# [TEXTAUSZUG]
###

Bild: Autor/-in unbekannt.  Eingescannt aus: Otto Henne am Rhyn: Kulturgeschichte des deutschen Volkes, Zweiter Band, Berlin 1897, S. 21, gemeinfrei

Nach Aufständen in verschiedenen deutschen Regionen bildeten sich im Februar und März 1525 in Oberschwaben und am Bodensee große bewaffnete Bauernhaufen, darunter 7.000 Bauern, die sich dem Fürstabt von Kempten entgegenstellten. Sie wollten aber keinen Krieg, sondern Verbesserungen durch Verhandlungen. Dazu wurden die "Memminger zwölf Artikel"1 beschlossen, die in ihrer alsbaldigen Änderung sogar als älteste Menschenrechtserklärung gelten. Die zwölf Artikel betreffen das gemeindliche Pfarrer-Wahlrecht, Abschaffung des nicht biblisch begründeten "Kleinen Zehnts", einer erweiterten Abgabepflicht, Abschaffung der Leibeigenschaft, Wiederherstellung des allgemeinen Jagdrechts, Rückgabe des Holzrechts an die Gemeinden, das Verbot nicht vereinbarter Fronerhöhung, Pachterniedrigung, Untersagung willkürlicher Gerichtsbußen, Wiederherstellung von Gemeindeland, Verbot von Abgaben im Todesfall. In jedem Fall sollte – positiv wie negativ – der durch die Schrift begründete Gotteswille gelten. Eine "Christliche Vereinigung" wurde gegründet.

Grausamer Gegenschlag des Adels

Der herrschende Adel war nicht zum Einlenken bereit. In den ganzen Kriegen waren die Adeligen wegen besserer Ausrüstung, Kavallerie und Söldnern zuletzt überlegen, aber die Aufständischen waren oft auch erfolgreich. Der gewichtige Georg III. von Waldburg-Zeil ("Bauernjörg") hielt die süddeutschen Aufständischen mit kleinen Zugeständnissen solange hin, bis er ein genügend großes Heer zusammen hatte, und ging dann gnadenlos und grausam vor. Über 20.000 Menschen dürften ihm zum Opfer gefallen sein. Die überlebenden Bauern verfolgte er, überfiel sie in ihren Dörfern, ließ sie foltern, verstümmeln und hinrichten. Der "Bauernjörg" war entscheidend für die endgültige Niederschlagung aller Aufstände. Die Strafgerichte der Landesherren waren teilweise sehr grausam. Etliche Berichte sprechen nicht nur von Enthauptungen, sondern auch von Fingerabschlagen und sogar Augenausstechen.

###

Gib den Abschnitt des Textes über die Bauernaufstände von 1525 wieder, beginnend bei „Der herrschende Adel“ und endend bei „und sogar Augenausstechen.“, und setze dabei „Rebellen“ anstelle von „Aufständischen“ ein. Die Datensätze braucht man zur Bearbeitung nicht.

###

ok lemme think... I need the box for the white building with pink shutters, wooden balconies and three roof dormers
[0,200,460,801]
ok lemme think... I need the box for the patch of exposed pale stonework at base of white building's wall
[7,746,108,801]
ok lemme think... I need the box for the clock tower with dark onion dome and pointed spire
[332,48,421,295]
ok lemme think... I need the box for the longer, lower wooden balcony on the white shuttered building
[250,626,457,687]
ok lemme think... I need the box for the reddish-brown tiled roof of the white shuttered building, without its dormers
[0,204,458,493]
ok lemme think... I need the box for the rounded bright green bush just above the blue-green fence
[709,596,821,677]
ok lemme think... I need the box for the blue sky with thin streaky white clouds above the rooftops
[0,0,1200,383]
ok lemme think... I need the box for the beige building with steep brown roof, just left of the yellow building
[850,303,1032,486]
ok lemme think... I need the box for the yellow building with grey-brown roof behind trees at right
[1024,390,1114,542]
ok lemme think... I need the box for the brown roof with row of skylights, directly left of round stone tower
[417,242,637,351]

###

# [LÖSUNG]
Der herrschende Adel war nicht zum Einlenken bereit. In den ganzen Kriegen waren die Adeligen wegen besserer Ausrüstung, Kavallerie und Söldnern zuletzt überlegen, aber die Rebellen waren oft auch erfolgreich. Der gewichtige Georg III. von Waldburg-Zeil ("Bauernjörg") hielt die süddeutschen Rebellen mit kleinen Zugeständnissen solange hin, bis er ein genügend großes Heer zusammen hatte, und ging dann gnadenlos und grausam vor. Über 20.000 Menschen dürften ihm zum Opfer gefallen sein. Die überlebenden Bauern verfolgte er, überfiel sie in ihren Dörfern, ließ sie foltern, verstümmeln und hinrichten. Der "Bauernjörg" war entscheidend für die endgültige Niederschlagung aller Aufstände. Die Strafgerichte der Landesherren waren teilweise sehr grausam. Etliche Berichte sprechen nicht nur von Enthauptungen, sondern auch von Fingerabschlagen und sogar Augenausstechen.